* begin EXERCISE INPUTS *
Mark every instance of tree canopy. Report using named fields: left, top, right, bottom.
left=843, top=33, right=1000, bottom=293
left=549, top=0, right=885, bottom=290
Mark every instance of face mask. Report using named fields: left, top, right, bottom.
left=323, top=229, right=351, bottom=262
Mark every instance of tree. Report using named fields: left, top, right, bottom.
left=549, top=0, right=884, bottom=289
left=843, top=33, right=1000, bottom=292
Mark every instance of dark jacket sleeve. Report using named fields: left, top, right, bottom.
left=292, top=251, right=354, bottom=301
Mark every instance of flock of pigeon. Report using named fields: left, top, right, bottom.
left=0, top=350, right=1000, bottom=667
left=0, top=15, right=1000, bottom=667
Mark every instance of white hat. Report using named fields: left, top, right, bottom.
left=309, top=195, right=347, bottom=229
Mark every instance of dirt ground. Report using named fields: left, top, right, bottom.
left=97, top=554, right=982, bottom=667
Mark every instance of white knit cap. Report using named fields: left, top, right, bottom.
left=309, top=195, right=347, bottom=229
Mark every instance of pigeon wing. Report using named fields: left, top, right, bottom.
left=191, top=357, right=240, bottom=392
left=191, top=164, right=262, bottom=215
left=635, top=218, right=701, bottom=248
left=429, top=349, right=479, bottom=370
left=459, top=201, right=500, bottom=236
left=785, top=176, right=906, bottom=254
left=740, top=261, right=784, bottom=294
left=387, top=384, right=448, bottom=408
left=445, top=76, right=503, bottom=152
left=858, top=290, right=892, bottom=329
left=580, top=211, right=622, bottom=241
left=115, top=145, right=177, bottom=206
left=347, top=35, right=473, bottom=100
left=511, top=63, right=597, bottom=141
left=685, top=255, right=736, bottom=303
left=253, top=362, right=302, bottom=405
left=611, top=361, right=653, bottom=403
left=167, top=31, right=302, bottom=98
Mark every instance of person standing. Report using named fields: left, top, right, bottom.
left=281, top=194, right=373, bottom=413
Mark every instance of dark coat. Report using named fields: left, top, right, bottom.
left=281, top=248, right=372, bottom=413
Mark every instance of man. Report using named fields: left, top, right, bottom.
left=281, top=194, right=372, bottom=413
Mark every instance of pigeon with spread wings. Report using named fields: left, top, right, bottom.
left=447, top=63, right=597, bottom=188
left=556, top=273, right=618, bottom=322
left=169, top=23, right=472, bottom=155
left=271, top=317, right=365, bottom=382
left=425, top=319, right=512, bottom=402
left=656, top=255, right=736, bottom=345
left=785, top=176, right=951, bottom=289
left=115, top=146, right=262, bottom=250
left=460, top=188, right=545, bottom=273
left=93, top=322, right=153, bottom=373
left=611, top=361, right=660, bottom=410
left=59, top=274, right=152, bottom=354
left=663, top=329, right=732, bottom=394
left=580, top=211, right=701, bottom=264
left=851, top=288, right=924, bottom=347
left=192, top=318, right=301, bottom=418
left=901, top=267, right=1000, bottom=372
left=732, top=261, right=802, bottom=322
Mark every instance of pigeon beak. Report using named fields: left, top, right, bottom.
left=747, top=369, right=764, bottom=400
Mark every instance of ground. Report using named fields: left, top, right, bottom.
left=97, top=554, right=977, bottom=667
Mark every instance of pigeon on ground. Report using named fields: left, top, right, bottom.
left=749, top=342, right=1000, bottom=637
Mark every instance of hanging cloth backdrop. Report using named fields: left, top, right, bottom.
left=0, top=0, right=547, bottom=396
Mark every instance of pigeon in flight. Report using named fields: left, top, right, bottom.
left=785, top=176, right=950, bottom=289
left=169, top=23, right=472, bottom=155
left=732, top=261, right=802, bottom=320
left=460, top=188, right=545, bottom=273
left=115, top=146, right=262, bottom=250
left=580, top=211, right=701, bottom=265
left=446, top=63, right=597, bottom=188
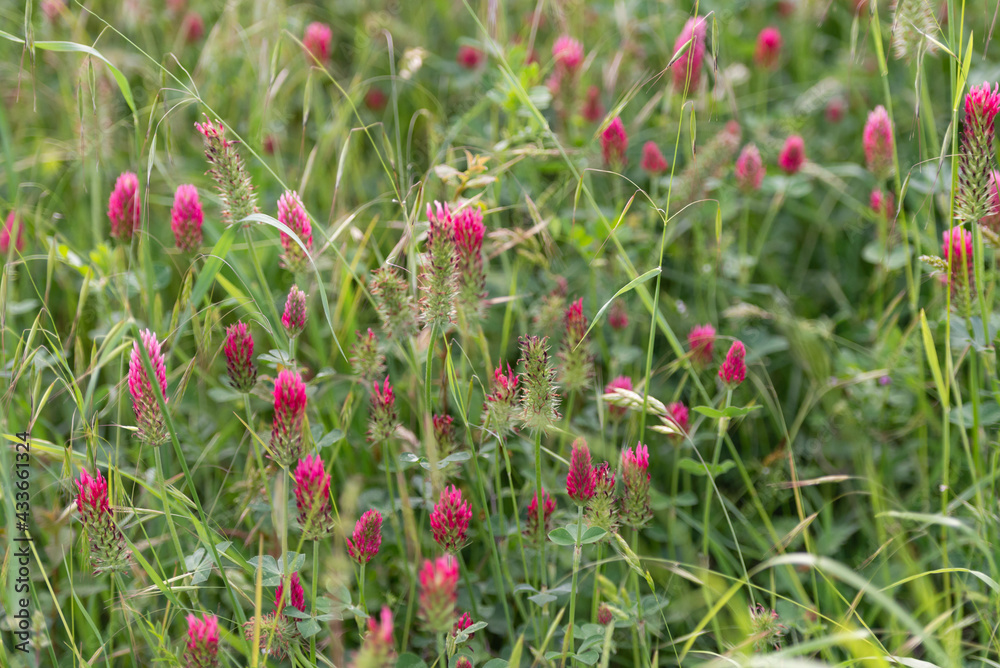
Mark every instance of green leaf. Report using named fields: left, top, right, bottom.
* end EXERCISE INPUTS *
*WRITTEN REQUEST*
Reproduce all of the data above, substituting "Locate each occurrence of" for every occurrence of "Mark every instance of" and leaving everything else unchanged. Omit the pictures from your reproduction.

*EXPECTED OUTPUT*
Locate each occurrence of tree canopy. Report using named fields: left, top, right, bottom.
left=843, top=33, right=1000, bottom=293
left=549, top=0, right=885, bottom=290
Locate each occurrence of face mask. Report using named fields: left, top, right, bottom.
left=323, top=229, right=351, bottom=262
Locate each occurrence of tree. Report using named fields: left, top, right, bottom.
left=549, top=0, right=884, bottom=289
left=843, top=33, right=1000, bottom=292
Locate each occurrence of dark jacket sleeve. Report using named fields: left, top, right, bottom.
left=292, top=251, right=354, bottom=301
Locate each occurrence of flock of pigeon. Report using named fields: left, top, right, bottom.
left=0, top=350, right=1000, bottom=667
left=0, top=15, right=1000, bottom=667
Locate each occurrence of white hat. Report using named fields: left, top, right, bottom.
left=309, top=195, right=347, bottom=229
Locate each occurrence of dirt ground. Report using named fields: left, top, right, bottom.
left=97, top=554, right=982, bottom=667
Locate each occurrence of white knit cap. Report using named fields: left, top, right, bottom.
left=309, top=195, right=347, bottom=229
Locate each occurrence of pigeon wing. Report using named fields: left, top, right, bottom.
left=191, top=357, right=240, bottom=392
left=191, top=164, right=262, bottom=215
left=635, top=218, right=701, bottom=248
left=429, top=349, right=479, bottom=370
left=459, top=201, right=500, bottom=236
left=785, top=176, right=906, bottom=254
left=740, top=261, right=784, bottom=294
left=387, top=384, right=448, bottom=408
left=445, top=76, right=503, bottom=152
left=858, top=290, right=892, bottom=329
left=580, top=211, right=622, bottom=241
left=115, top=145, right=177, bottom=206
left=347, top=35, right=473, bottom=100
left=511, top=63, right=597, bottom=141
left=685, top=255, right=736, bottom=303
left=253, top=362, right=302, bottom=405
left=611, top=361, right=653, bottom=403
left=167, top=31, right=302, bottom=98
Locate each occurrence of person standing. Report using named fields: left, top, right, bottom.
left=281, top=194, right=373, bottom=413
Locate each occurrence of dark coat. Report using named fields: left, top, right, bottom.
left=281, top=248, right=372, bottom=413
Locate each occurrence of man. Report using named fields: left, top, right, bottom.
left=281, top=194, right=372, bottom=413
Locate each occurrence of pigeon with spread wings. Report using named fields: left, top, right, bottom.
left=447, top=63, right=597, bottom=188
left=556, top=273, right=618, bottom=322
left=169, top=23, right=472, bottom=155
left=271, top=317, right=365, bottom=382
left=425, top=319, right=512, bottom=402
left=656, top=255, right=736, bottom=345
left=785, top=176, right=951, bottom=289
left=115, top=146, right=262, bottom=250
left=460, top=188, right=545, bottom=273
left=93, top=322, right=153, bottom=373
left=611, top=361, right=660, bottom=410
left=59, top=274, right=152, bottom=354
left=663, top=329, right=732, bottom=394
left=580, top=211, right=701, bottom=264
left=851, top=288, right=924, bottom=347
left=192, top=318, right=301, bottom=418
left=901, top=267, right=1000, bottom=372
left=732, top=261, right=802, bottom=322
Locate each occurrence of pigeon beak. Report using named fields: left, top, right, bottom.
left=747, top=369, right=764, bottom=400
Locate each occurrence of ground. Report using named fields: left, top, right, bottom.
left=97, top=554, right=977, bottom=667
Locate each occurrence of pigeon on ground. Report using named fields: left, top, right, bottom.
left=749, top=342, right=1000, bottom=637
Locate each occurrence of hanging cloth backdrop. Report using named fields: left, top, right, bottom.
left=0, top=0, right=547, bottom=396
Locate each occurrence of pigeon in flight. Report using named fields: left, top, right, bottom.
left=785, top=176, right=950, bottom=289
left=169, top=23, right=472, bottom=155
left=732, top=261, right=802, bottom=320
left=460, top=188, right=545, bottom=273
left=115, top=146, right=262, bottom=250
left=580, top=211, right=701, bottom=265
left=446, top=63, right=597, bottom=188
Locate each occurrence of green leaf. Report using named fields: left, top, right, bottom.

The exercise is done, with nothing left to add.